__What to produce__. Take the data below and copy exactly the lines starting at the one with "interior: even-odd rule" and finishing at the one with "Give the outline", both included.

====

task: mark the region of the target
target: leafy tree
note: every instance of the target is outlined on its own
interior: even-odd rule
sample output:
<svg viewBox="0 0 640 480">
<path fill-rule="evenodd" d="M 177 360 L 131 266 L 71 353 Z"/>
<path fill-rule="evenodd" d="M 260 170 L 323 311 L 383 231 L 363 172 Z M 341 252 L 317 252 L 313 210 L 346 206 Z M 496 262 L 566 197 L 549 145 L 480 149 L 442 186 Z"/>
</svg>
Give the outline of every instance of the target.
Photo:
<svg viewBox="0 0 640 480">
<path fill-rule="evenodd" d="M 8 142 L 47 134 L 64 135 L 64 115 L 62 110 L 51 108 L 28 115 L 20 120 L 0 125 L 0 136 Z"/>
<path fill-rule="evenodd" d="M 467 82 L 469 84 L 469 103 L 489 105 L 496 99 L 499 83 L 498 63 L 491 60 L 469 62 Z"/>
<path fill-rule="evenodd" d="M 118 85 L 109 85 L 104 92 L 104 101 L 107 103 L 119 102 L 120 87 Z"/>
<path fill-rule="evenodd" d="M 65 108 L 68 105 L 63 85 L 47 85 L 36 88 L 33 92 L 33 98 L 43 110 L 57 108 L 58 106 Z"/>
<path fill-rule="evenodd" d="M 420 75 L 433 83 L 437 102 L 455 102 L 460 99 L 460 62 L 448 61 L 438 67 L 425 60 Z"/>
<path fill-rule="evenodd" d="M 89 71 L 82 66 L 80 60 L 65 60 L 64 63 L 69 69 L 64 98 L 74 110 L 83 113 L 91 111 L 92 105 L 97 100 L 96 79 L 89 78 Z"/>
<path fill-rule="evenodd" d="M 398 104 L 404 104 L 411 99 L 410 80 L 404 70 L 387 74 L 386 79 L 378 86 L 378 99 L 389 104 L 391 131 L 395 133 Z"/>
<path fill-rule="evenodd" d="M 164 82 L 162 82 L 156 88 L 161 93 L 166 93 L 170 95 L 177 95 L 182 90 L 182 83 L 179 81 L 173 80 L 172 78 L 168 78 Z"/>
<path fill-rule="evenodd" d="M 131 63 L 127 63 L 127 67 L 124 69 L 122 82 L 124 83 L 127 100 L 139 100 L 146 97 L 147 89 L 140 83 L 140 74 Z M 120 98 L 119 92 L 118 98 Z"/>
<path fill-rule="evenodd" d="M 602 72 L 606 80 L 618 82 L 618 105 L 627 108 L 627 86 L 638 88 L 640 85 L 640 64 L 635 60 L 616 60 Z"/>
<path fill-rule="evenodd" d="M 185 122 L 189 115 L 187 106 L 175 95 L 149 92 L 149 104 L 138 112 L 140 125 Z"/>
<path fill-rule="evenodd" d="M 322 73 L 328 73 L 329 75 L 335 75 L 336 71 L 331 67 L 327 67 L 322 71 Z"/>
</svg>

====

__Output of the exercise__.
interior: even-odd rule
sample output:
<svg viewBox="0 0 640 480">
<path fill-rule="evenodd" d="M 177 360 L 131 266 L 71 353 Z"/>
<path fill-rule="evenodd" d="M 260 170 L 323 311 L 383 231 L 363 172 Z M 341 252 L 317 252 L 313 210 L 346 206 Z M 496 262 L 566 197 L 549 145 L 480 149 L 442 186 Z"/>
</svg>
Give the outline of every instance of the target.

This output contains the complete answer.